Records for processing:
- Opening Delimiter -

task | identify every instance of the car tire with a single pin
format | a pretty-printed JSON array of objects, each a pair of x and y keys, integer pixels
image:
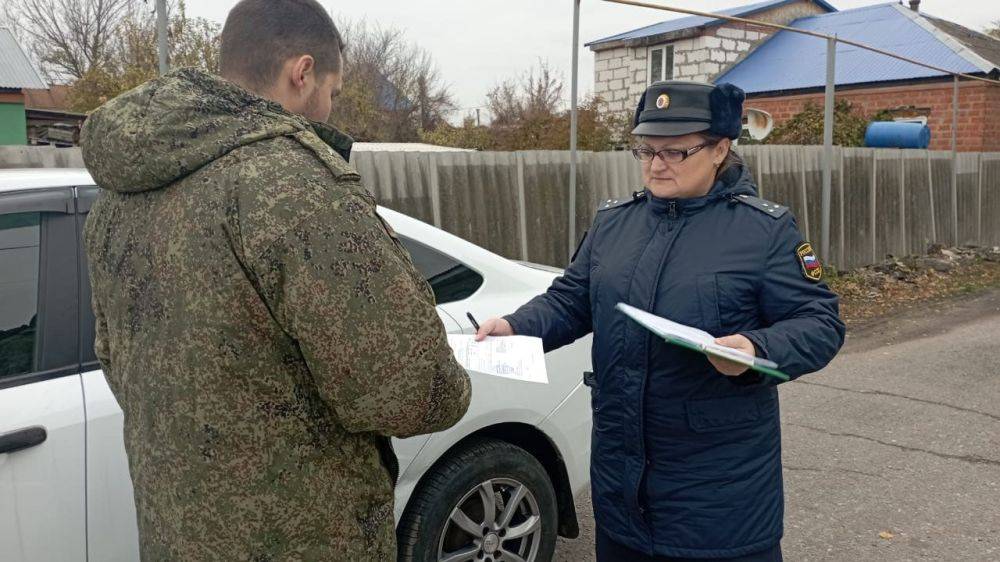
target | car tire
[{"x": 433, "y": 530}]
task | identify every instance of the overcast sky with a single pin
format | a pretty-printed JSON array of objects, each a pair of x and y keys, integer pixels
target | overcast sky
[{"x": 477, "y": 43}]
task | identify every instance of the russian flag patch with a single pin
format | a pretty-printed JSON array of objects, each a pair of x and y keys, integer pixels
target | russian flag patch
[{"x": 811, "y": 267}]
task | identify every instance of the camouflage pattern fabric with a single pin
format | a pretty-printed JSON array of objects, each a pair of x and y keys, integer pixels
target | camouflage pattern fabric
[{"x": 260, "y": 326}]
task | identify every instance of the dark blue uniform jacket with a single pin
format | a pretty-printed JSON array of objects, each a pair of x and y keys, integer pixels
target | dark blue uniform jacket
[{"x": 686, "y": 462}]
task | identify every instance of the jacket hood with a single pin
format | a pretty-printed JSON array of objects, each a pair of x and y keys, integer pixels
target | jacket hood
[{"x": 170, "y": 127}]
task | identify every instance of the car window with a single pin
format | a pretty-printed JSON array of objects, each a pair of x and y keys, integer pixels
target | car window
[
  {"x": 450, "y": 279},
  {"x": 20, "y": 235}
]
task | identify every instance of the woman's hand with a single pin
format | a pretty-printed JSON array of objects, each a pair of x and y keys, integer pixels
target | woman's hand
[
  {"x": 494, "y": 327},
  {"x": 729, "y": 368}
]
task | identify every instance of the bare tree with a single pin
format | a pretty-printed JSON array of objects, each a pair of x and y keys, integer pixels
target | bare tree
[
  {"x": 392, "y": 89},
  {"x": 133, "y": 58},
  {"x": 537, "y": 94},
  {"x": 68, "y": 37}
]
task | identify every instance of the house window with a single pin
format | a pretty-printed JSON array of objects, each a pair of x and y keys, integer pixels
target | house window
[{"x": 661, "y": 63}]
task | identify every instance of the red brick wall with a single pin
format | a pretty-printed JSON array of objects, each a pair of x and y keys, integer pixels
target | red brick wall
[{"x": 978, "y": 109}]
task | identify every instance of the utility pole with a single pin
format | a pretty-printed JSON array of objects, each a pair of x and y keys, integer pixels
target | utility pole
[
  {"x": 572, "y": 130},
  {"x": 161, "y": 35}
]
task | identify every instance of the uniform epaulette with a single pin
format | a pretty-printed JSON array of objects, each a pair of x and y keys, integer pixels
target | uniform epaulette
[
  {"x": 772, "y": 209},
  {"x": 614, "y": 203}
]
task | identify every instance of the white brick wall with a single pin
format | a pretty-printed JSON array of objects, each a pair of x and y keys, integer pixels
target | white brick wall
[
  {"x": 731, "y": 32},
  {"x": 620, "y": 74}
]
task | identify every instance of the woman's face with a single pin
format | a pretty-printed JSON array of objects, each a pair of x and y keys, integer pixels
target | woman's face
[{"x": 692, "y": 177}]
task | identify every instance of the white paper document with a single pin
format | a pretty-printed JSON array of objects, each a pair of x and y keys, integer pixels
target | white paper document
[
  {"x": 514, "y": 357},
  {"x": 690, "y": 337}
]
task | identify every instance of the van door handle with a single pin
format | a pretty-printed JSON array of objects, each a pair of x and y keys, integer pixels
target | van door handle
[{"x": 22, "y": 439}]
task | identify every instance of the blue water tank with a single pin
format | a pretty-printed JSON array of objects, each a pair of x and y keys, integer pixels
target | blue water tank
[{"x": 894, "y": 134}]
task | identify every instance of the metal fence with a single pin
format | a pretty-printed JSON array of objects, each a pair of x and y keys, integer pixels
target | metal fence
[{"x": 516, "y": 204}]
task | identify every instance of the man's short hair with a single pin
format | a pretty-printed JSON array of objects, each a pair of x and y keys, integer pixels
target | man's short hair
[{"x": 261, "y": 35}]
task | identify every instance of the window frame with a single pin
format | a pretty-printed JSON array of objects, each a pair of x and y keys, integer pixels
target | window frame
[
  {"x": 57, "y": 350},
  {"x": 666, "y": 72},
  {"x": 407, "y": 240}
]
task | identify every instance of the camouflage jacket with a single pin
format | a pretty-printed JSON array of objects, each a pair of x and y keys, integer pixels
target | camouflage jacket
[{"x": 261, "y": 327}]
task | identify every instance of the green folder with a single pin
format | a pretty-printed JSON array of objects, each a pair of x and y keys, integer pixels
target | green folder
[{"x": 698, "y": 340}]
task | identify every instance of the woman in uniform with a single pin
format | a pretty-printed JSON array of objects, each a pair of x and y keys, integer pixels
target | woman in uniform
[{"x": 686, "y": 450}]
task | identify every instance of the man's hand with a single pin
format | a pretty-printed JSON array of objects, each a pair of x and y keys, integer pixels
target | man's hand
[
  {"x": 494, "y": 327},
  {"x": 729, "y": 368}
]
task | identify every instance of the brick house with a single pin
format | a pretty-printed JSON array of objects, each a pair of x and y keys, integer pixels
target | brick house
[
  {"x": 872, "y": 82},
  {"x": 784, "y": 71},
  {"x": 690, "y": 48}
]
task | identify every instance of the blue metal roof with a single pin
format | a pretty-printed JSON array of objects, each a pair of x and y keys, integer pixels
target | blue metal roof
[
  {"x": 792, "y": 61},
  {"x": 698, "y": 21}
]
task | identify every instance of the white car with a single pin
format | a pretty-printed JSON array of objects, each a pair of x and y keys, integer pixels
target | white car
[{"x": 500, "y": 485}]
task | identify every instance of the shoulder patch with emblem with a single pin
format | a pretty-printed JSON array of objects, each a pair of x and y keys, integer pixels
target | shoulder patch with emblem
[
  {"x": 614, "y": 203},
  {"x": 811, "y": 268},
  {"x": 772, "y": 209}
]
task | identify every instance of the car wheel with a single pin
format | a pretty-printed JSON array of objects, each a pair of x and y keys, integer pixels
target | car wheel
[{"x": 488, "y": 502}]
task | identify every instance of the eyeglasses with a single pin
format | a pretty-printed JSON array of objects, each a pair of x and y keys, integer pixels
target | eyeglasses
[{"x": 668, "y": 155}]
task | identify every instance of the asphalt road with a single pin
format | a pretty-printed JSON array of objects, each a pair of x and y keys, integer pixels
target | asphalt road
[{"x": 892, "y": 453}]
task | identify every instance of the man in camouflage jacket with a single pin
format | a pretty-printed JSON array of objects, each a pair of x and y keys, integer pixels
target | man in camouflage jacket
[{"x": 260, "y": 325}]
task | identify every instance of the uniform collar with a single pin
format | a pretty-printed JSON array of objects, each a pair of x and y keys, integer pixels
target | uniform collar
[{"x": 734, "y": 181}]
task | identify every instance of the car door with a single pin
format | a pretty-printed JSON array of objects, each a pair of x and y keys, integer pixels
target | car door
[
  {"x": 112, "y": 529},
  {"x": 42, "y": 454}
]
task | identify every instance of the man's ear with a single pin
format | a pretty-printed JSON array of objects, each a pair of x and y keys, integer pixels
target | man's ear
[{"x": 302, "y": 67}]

- Closing Delimiter -

Goal of the exercise: In the answer, restate word for word each line from the one with "task | identify every instance of the uniform collar" through the end of the material above.

Task response:
task | identify every instance of the uniform collar with a single pin
format | a pretty-printed JSON array of objects, each a pair of x and y keys, integer pixels
target | uniform collar
[{"x": 734, "y": 181}]
task | identify every instance of the car door with a single pin
format | a pretty-printed JSON array of objects, each a pair of x and y keys, integer pixels
target | car door
[
  {"x": 112, "y": 529},
  {"x": 42, "y": 454}
]
task | identify every instance of the man's ear with a single pin
format | a pretty-printed JSON array of objects, each a pair of x and y keys, integer pixels
target | man's ear
[{"x": 302, "y": 67}]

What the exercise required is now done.